_Activity 1_:
Answer these from the blog post below:
(a) How many broken direct links to Twitter did the writer review?
(b) Where do those links from the blog point now?
(c) For how many years has the blog been running?
_Activity 2_:
Turn the paragraph of the blog post that begins "If you can, preserve these digital connections" into a short bulleted list, keeping its main points.
_Activity 3_:
Translate this sentence from the blog post into Spanish: "And in retrospect building crucial digital infrastructure in a private walled garden was a bad call."

Broken chains
“I don’t miss Twitter but I do miss many of the people who are still on there” wrote Christina Pagel on Bluesky this morning. Christina is exactly one of the people that I am very happy that Twitter brought into my wider quasi-professional network. Someone sharp, thoughtful, helpful, and also someone I have never met – but I am very happy to have encountered online.
And that post was especially poignant today, for I am doing some cleaning up of my online presence (prior to launching something new in January – more about that soon). That cleanup has involved running a link checker across all of the posts on this blog, and as this blog has been going more than 20 years and 2000 posts that’s a lot of links, and quite a lot of broken links I have sought to repair.
More than 400 broken direct links I have just reviewed were to Twitter – to posts and to accounts. Thankfully the Internet Archive had most of it, so links from this blog point there now, but looking down the list was tinged with sadness. The people I used to have some connection with online, and the demise of Twitter led to the demise of that connection as well. Where are these people now I wonder, the ones I have not managed to re-discovered elsewhere? Some of these tweets exchanged with these people were semi significant – we dug up political scandals, diagnosed every twist and turn of Brexit in real time, helped each other both professionally and personally.
Don’t get me wrong: I have moved on, I have learned, I know there is no return to that. There are new connections on Mastodon and Bluesky. I’m using messenger groups more than I used to. And in retrospect building crucial digital infrastructure in a private walled garden was a bad call.
But conversely – as Christina alludes to in her post – the use of the rotten X is persistent. People stay. They are using the internet without the agency to do something different. And institutions from academic institutes to railway companies stick around on X even while it becomes more hazardous to their reputations and less useful for users.
So what do we do about this?
If you can, preserve these digital connections – I have no idea what on this blog will be useful when, but I will keep it all in its entirety just in case something here is useful to someone sometime. And if something online that matters to you isn’t there already put it in the Internet Archive. And on social networks treasure those connections that do matter, and try to help others make the move away from X and Meta owned platforms. Thin gruel perhaps, but that’s all we really have within our control.

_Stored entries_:

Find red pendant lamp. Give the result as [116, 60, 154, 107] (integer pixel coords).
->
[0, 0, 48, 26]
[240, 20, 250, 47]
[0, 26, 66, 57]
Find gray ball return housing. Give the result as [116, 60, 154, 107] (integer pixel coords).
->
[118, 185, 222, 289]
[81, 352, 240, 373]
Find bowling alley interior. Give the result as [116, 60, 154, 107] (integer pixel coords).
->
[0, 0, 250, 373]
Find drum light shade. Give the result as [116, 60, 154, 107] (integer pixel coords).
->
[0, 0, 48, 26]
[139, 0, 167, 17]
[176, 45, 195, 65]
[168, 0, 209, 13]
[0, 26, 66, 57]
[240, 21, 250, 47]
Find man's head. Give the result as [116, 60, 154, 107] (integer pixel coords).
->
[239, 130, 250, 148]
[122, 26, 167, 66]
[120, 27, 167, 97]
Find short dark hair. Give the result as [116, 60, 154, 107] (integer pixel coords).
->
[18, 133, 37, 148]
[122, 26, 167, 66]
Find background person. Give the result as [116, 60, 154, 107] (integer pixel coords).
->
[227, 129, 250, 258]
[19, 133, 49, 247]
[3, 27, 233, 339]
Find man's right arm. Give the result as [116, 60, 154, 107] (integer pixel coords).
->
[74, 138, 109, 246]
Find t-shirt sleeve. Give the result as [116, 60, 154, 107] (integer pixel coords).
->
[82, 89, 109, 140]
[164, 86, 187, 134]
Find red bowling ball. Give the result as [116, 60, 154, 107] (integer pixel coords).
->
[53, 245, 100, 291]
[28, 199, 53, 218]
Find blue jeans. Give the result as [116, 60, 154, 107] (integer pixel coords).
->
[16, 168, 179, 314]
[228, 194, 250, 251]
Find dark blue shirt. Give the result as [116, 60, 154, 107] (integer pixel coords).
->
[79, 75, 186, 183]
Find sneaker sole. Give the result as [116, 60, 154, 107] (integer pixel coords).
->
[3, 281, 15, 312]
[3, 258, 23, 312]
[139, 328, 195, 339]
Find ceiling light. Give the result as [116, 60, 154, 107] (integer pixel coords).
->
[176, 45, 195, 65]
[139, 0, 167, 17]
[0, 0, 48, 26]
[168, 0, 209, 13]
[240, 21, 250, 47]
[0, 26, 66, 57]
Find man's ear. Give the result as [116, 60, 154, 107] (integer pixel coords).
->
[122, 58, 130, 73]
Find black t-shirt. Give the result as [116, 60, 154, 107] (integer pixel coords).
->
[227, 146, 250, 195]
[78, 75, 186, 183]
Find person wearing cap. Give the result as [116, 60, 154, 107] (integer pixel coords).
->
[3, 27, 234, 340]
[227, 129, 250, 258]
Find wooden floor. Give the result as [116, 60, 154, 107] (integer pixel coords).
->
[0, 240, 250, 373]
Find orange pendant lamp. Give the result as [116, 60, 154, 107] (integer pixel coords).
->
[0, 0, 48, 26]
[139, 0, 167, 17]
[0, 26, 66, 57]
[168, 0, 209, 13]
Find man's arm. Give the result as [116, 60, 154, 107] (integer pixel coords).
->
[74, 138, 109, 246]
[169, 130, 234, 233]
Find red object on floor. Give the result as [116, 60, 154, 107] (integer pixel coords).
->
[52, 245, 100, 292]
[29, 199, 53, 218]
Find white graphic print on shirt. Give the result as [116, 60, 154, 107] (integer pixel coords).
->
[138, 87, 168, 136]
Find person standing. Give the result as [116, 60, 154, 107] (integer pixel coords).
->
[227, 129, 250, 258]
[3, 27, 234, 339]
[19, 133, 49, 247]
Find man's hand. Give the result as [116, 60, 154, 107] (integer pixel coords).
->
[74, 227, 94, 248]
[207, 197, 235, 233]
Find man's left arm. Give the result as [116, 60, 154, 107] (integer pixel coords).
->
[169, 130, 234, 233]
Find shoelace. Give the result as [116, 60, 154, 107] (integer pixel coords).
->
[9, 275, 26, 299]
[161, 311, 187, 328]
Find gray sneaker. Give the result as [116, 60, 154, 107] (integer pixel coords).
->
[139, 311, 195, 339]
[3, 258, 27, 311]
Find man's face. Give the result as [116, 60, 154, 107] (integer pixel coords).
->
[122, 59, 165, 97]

_Written answer 1_:
(a) More than 400.
(b) To the Internet Archive.
(c) More than 20 years.

_Written answer 2_:
- Preserve digital connections if you can; the writer will keep the whole blog in case something in it proves useful to someone.
- If something online that matters to you isn't in the Internet Archive, put it there.
- On social networks, treasure the connections that matter.
- Help others move away from X and Meta-owned platforms.
- These are modest steps, but they are all that is really within our control.

_Written answer 3_:
Y, en retrospectiva, construir una infraestructura digital crucial en un jardín amurallado privado fue una mala decisión.